**What to produce**. Extract every row that contains the word "cross".

━━ Record set

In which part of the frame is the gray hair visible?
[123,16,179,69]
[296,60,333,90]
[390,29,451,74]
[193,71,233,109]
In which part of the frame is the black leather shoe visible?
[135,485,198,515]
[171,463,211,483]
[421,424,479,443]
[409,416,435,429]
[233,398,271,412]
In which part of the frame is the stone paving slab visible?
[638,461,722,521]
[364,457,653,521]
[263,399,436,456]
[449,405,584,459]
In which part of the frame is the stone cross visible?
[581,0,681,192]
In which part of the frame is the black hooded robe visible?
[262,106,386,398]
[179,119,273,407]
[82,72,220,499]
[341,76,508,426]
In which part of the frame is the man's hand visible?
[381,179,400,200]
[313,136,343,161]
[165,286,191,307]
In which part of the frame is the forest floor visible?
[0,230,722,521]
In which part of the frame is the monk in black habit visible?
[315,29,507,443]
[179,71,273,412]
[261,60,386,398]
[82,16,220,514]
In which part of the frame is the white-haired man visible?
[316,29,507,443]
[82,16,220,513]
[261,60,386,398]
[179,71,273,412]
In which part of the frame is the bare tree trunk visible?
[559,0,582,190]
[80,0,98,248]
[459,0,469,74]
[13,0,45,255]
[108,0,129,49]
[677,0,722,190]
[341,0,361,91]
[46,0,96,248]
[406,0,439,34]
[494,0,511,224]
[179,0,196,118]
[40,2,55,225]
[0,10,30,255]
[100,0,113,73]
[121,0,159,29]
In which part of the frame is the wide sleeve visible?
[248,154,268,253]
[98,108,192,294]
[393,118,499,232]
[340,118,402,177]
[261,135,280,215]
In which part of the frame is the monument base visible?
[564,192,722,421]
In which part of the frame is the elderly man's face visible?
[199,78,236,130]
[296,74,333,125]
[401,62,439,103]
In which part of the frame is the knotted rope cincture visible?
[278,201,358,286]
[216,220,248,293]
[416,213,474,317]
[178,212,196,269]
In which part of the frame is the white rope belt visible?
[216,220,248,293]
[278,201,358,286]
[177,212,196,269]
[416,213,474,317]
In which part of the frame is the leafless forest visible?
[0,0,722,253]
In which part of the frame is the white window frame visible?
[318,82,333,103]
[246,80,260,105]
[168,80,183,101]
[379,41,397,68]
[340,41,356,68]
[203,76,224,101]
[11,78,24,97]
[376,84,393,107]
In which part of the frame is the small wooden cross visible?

━━━━

**Response to this exercise**.
In which part of the frame is the stone cross visible?
In which part of the frame is the small wooden cross visible?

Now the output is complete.